▸ SUPPLIED MATERIAL:

* BEGIN *

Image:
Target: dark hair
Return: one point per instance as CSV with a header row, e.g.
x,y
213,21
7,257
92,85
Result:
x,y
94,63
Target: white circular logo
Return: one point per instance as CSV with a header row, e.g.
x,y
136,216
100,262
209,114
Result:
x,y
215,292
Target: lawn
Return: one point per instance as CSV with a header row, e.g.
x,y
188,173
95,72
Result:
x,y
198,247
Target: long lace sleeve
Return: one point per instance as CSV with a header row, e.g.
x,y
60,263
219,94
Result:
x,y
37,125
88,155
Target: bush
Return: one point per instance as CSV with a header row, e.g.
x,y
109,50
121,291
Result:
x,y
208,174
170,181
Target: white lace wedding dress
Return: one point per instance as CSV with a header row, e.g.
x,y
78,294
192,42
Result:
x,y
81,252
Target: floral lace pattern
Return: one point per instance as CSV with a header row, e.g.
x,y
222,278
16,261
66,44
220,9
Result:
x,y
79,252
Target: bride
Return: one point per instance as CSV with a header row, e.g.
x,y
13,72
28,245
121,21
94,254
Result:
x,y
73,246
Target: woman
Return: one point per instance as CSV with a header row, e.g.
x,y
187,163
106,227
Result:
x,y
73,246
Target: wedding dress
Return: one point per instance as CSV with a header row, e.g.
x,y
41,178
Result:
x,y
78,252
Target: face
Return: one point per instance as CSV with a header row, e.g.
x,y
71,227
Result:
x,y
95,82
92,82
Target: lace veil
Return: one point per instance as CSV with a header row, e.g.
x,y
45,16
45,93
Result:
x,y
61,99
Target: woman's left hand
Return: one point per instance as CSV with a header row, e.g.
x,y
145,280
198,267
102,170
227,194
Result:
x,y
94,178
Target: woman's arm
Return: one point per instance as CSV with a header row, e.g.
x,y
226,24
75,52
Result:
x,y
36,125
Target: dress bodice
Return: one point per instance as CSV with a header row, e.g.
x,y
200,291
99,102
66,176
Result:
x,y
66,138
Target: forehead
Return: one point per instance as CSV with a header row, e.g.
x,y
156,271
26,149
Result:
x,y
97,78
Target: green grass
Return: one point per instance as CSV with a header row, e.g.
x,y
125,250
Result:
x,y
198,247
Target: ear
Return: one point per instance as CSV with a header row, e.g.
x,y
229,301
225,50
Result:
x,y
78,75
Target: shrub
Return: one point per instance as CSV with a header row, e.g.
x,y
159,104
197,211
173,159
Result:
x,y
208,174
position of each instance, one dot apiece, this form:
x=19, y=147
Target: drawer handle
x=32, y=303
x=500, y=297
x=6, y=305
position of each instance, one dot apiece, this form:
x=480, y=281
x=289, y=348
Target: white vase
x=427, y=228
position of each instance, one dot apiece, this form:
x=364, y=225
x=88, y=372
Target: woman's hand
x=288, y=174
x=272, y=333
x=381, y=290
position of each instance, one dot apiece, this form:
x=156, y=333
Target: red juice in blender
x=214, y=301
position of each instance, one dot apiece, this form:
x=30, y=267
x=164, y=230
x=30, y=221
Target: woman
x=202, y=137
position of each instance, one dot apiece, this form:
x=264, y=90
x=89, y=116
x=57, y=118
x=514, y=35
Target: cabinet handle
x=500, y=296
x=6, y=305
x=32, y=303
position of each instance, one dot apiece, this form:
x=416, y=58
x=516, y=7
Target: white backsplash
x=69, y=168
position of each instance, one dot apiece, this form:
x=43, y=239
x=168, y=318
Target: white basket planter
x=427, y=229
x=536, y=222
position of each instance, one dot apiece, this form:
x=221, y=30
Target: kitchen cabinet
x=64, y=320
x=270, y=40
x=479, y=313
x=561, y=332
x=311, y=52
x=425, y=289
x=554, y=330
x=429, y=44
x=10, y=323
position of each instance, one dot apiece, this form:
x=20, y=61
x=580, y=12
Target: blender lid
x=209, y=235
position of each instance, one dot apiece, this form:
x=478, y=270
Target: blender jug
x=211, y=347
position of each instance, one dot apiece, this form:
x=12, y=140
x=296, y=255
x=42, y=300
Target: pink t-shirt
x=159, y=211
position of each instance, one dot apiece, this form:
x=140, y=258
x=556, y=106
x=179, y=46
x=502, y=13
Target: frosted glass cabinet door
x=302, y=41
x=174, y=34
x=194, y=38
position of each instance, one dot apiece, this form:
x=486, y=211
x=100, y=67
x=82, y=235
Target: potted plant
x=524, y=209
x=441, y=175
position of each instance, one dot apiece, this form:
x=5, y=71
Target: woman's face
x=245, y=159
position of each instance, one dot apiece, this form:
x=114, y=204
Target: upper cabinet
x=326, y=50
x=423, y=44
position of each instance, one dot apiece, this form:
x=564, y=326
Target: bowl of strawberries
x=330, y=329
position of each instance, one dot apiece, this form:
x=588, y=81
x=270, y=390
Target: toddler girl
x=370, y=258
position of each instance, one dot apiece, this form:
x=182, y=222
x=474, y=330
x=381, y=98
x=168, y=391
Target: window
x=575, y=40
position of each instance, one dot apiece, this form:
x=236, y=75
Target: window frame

* END *

▸ TASK:
Rewrite the stretch of the listing from the line containing "Target: ear" through the line containing "x=202, y=137", putting "ceramic vase" in place of "white vase" and keeping every other line unchanged.

▸ TASK ANSWER:
Target: ear
Return: one point per instance as CSV with a header row, e.g.
x,y
229,301
225,50
Result:
x,y
78,75
Target: shrub
Return: one point per instance as CSV with a header row, e.g.
x,y
159,104
197,211
173,159
Result:
x,y
208,174
position of each instance, one dot apiece, this form:
x=19, y=147
Target: drawer handle
x=32, y=303
x=500, y=297
x=6, y=305
position of each instance, one dot apiece, this form:
x=480, y=281
x=289, y=348
Target: ceramic vase
x=427, y=228
position of each instance, one dot apiece, this form:
x=364, y=225
x=88, y=372
Target: woman's hand
x=288, y=174
x=272, y=333
x=381, y=290
position of each instance, one dot apiece, this form:
x=156, y=333
Target: red juice in blender
x=214, y=301
position of each instance, one dot apiece, this form:
x=30, y=267
x=164, y=230
x=30, y=221
Target: woman
x=202, y=137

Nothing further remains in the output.